§ Directive
Quote word for word the lines of the items below, starting with the line that contains "Objective — for every instance of the cabinet drawer" and going on through the line that contains "[[247, 478], [128, 454], [304, 438], [40, 491]]".

Items contained in a dataset
- - -

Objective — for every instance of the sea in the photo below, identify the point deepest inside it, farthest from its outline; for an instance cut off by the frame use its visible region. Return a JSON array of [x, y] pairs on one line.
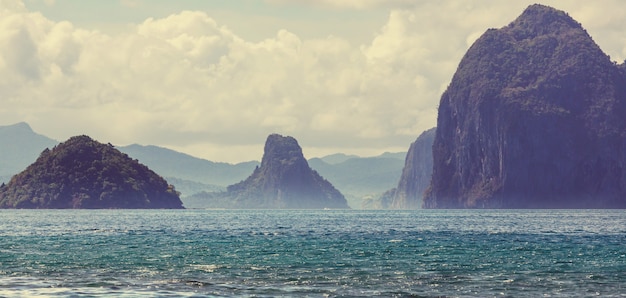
[[313, 253]]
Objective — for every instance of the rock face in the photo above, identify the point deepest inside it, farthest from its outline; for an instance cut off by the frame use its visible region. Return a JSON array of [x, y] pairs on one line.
[[535, 117], [84, 174], [418, 169], [283, 181]]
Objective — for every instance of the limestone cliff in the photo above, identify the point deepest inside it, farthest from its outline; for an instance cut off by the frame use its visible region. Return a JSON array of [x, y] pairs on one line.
[[84, 174], [535, 117], [283, 181], [416, 174]]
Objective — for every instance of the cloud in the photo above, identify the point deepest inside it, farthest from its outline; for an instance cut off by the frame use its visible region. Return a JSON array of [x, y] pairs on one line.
[[188, 82], [348, 4]]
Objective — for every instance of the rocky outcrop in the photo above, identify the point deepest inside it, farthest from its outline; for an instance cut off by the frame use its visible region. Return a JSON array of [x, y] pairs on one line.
[[283, 181], [84, 174], [535, 117], [416, 174]]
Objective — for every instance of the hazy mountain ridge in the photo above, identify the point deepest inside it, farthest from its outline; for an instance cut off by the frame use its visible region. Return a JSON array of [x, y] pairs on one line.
[[356, 177], [283, 181]]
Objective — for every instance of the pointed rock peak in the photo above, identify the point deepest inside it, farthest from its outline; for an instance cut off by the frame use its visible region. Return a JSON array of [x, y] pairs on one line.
[[278, 147], [539, 20]]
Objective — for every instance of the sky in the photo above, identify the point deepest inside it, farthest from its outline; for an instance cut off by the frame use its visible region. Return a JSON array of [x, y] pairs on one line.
[[213, 78]]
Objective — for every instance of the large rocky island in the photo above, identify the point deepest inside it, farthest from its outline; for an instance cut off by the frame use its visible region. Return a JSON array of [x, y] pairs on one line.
[[283, 181], [535, 117], [84, 174]]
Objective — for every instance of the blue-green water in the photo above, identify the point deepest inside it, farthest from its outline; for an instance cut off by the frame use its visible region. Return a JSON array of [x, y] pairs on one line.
[[529, 253]]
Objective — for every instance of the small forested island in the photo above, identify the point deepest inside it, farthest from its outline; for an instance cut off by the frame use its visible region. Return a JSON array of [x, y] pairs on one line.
[[283, 181], [534, 117], [84, 174]]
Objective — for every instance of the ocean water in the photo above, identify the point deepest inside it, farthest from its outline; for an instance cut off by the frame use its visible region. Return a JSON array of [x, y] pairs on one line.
[[351, 253]]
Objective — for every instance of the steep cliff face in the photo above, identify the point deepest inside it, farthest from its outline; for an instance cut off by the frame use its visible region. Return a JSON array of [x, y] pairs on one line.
[[283, 181], [534, 118], [418, 169], [84, 174]]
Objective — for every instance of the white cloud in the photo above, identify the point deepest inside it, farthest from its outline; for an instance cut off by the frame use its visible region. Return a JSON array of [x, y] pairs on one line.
[[188, 82]]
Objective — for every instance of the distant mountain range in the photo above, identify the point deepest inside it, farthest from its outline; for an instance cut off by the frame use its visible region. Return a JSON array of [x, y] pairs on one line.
[[356, 177]]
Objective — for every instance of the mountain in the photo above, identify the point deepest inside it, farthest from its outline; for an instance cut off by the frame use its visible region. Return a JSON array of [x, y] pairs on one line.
[[171, 163], [19, 147], [361, 177], [416, 174], [84, 174], [534, 117], [283, 181], [337, 158]]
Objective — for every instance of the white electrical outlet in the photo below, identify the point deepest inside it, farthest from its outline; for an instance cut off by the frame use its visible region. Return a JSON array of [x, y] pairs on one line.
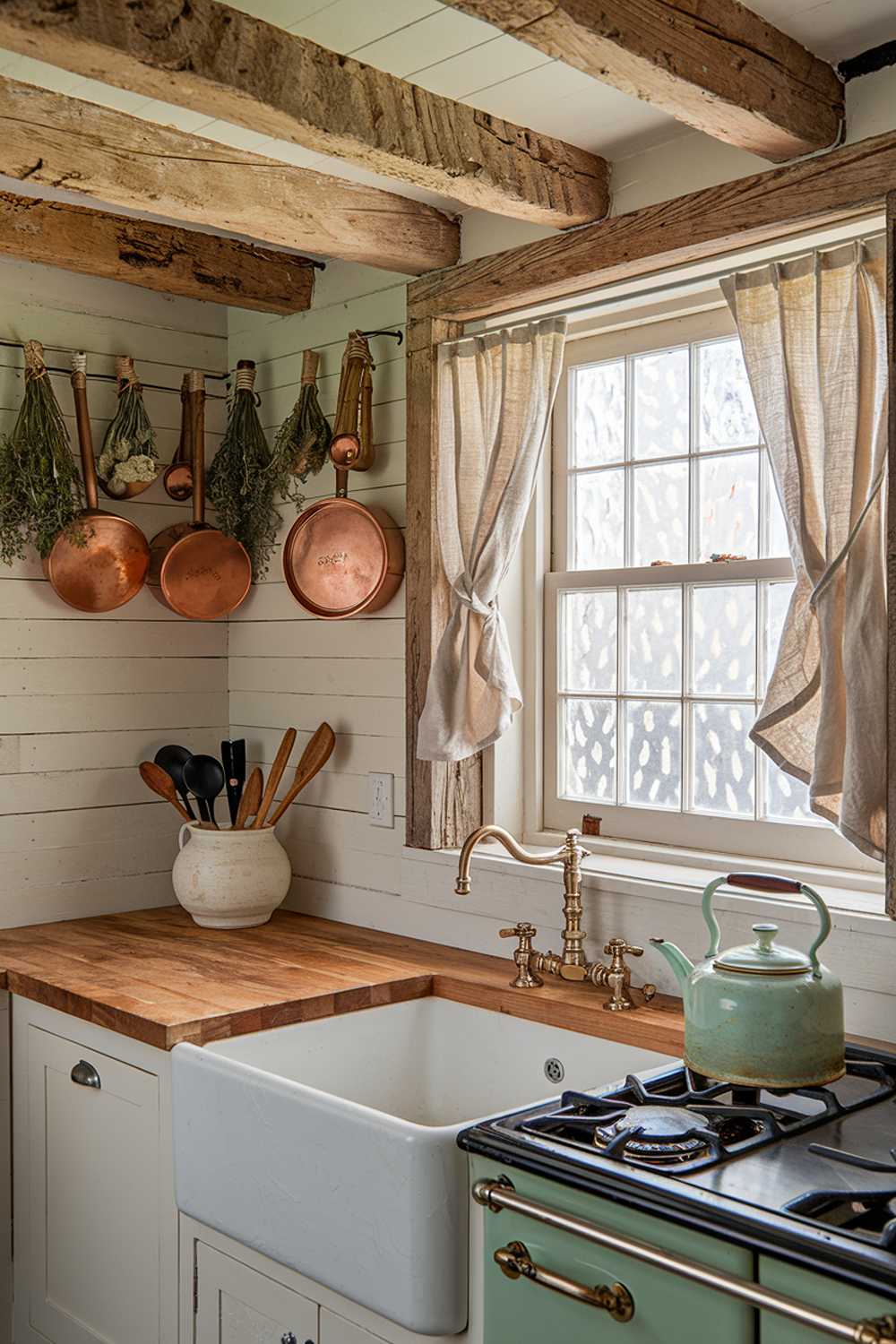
[[381, 800]]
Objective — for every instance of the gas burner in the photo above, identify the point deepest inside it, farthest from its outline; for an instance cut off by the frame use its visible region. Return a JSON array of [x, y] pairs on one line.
[[656, 1134]]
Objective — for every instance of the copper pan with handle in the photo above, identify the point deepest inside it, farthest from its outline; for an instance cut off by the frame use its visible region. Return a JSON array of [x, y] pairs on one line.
[[343, 558], [194, 569], [110, 566]]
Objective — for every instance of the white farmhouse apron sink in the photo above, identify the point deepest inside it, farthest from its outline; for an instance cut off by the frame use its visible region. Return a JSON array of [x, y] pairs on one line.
[[331, 1145]]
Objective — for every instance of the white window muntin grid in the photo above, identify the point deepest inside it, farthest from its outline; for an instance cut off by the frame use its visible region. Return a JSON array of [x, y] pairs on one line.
[[686, 698], [629, 464]]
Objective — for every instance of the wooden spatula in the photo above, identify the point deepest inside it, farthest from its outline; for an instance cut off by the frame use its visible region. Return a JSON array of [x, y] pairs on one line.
[[161, 782], [274, 777], [314, 757], [249, 800]]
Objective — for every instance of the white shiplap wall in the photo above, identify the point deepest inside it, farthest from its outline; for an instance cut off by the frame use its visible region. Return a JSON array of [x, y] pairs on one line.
[[83, 699], [287, 668]]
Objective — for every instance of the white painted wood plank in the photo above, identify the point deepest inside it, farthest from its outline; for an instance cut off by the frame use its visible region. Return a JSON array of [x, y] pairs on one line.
[[62, 752], [316, 676], [374, 717], [112, 676], [145, 710], [108, 637], [330, 640]]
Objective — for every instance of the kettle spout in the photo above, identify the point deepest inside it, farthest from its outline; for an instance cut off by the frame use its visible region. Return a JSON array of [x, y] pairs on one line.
[[681, 965]]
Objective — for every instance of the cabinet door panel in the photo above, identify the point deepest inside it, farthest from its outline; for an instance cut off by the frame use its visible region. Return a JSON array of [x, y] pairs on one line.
[[238, 1305], [336, 1330], [93, 1196]]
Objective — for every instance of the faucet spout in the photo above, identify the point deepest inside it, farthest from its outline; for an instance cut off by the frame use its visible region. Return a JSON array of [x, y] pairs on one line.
[[513, 849]]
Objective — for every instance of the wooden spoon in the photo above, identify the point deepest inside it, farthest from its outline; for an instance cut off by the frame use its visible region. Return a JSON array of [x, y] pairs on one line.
[[274, 777], [314, 757], [161, 782], [249, 800]]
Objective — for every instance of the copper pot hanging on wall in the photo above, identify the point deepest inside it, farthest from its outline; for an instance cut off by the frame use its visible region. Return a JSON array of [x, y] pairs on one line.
[[110, 566], [194, 569], [343, 558]]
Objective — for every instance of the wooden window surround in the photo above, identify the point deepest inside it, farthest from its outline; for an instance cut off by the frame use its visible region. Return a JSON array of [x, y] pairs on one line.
[[445, 801]]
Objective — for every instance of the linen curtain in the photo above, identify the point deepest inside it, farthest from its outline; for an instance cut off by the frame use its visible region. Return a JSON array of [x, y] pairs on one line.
[[814, 339], [495, 397]]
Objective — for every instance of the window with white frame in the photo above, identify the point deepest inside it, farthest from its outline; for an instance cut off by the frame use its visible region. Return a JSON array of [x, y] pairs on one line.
[[670, 581]]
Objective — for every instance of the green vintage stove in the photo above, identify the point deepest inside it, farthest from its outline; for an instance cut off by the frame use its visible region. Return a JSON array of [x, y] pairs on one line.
[[670, 1209]]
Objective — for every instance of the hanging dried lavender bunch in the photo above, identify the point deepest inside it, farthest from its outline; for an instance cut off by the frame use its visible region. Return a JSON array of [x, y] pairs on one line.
[[128, 456], [246, 480], [40, 489], [304, 438]]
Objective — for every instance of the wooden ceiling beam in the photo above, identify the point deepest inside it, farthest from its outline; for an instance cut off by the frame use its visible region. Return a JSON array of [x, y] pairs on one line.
[[54, 140], [713, 65], [160, 257], [708, 223], [233, 66]]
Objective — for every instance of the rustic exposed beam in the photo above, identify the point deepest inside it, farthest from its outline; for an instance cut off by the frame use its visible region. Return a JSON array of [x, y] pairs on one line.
[[230, 65], [161, 257], [59, 142], [702, 225], [715, 65], [444, 798]]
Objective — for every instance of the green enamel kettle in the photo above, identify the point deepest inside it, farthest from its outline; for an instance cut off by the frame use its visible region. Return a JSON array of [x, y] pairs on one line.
[[761, 1015]]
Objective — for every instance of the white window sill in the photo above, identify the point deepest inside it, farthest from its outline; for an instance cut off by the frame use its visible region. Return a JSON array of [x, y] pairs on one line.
[[855, 900]]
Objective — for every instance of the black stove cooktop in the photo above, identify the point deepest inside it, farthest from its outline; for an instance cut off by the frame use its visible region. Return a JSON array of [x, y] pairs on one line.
[[810, 1174]]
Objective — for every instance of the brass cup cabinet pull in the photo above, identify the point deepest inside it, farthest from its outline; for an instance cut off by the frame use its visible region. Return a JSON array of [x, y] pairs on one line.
[[516, 1262], [85, 1075]]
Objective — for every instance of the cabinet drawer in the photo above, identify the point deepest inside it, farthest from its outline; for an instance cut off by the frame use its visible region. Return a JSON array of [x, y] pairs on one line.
[[93, 1193], [238, 1305]]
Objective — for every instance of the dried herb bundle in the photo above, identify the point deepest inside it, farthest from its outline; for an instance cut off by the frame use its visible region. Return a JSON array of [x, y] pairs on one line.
[[247, 478], [128, 454], [304, 438], [40, 491]]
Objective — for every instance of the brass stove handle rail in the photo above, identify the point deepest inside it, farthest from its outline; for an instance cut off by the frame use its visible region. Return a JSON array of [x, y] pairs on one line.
[[514, 1261], [495, 1195]]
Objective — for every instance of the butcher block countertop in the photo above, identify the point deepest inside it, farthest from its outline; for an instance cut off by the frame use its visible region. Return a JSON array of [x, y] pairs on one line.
[[156, 976]]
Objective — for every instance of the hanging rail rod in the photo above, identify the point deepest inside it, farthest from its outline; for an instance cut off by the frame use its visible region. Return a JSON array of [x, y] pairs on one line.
[[110, 378]]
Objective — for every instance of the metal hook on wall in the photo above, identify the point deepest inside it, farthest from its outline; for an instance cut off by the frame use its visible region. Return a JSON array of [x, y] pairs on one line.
[[398, 336]]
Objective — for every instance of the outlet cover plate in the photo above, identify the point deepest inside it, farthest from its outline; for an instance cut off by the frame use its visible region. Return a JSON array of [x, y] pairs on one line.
[[381, 800]]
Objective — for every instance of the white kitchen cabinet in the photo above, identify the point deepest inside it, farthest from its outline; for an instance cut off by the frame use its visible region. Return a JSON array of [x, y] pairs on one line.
[[238, 1305], [94, 1218]]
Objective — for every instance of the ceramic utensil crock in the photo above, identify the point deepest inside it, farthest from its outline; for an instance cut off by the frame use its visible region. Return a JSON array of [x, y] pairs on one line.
[[230, 879], [761, 1015]]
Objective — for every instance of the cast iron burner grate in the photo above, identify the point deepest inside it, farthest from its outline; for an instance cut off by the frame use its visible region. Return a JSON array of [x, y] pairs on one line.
[[681, 1121]]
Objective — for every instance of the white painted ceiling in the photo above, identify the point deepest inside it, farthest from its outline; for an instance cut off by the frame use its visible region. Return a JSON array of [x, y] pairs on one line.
[[463, 58]]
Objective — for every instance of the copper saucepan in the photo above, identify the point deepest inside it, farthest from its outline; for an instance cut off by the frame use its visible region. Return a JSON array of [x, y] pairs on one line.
[[110, 567], [194, 569], [343, 558]]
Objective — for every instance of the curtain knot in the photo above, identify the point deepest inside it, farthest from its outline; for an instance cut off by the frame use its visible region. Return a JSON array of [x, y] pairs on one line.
[[468, 597]]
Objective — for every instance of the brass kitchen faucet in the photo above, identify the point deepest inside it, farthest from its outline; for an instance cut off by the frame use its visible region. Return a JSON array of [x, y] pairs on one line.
[[571, 964]]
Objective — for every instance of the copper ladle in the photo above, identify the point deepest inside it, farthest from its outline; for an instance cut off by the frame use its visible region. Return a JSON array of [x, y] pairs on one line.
[[110, 567], [177, 478]]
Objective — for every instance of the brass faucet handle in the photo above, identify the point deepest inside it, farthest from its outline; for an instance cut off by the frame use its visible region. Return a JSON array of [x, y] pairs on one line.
[[525, 978], [618, 948], [524, 932]]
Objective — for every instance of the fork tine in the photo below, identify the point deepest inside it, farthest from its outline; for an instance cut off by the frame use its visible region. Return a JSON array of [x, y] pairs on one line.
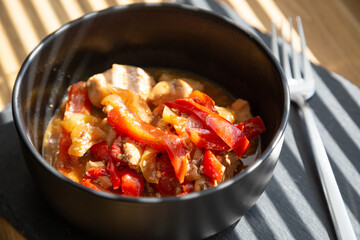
[[274, 41], [295, 63], [285, 59], [305, 60]]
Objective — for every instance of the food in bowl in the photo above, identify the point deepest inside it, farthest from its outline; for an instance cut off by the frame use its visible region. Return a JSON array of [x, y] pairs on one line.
[[151, 133]]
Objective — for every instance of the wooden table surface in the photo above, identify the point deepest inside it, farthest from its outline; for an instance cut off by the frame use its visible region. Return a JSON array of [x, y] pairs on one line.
[[332, 29]]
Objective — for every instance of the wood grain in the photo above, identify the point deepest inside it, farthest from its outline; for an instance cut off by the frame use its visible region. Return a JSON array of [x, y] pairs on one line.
[[332, 29]]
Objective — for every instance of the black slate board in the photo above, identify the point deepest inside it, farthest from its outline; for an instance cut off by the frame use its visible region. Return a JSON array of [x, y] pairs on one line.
[[292, 206]]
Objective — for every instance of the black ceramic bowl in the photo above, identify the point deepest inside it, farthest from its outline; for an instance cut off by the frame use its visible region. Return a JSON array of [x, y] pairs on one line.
[[166, 36]]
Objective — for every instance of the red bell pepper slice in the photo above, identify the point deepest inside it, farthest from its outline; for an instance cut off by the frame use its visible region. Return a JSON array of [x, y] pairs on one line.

- - -

§ Task solution
Objective — for every instance of the cabinet drawer in the photo above, identify the point deepest inside it, farthest from its outline; for an instance cut off by the frame use its visible region. Return a JSON array of [x, y] pairs on one line.
[[93, 1193], [238, 1305]]
Objective — for every instance of the dried herb bundle in the photo above, identify the point deepest inside it, farthest from its outline; for an instance cut off by the frame use its visible region. Return a JSON array of [x, y] pairs on one line.
[[247, 478], [128, 454], [304, 438], [40, 491]]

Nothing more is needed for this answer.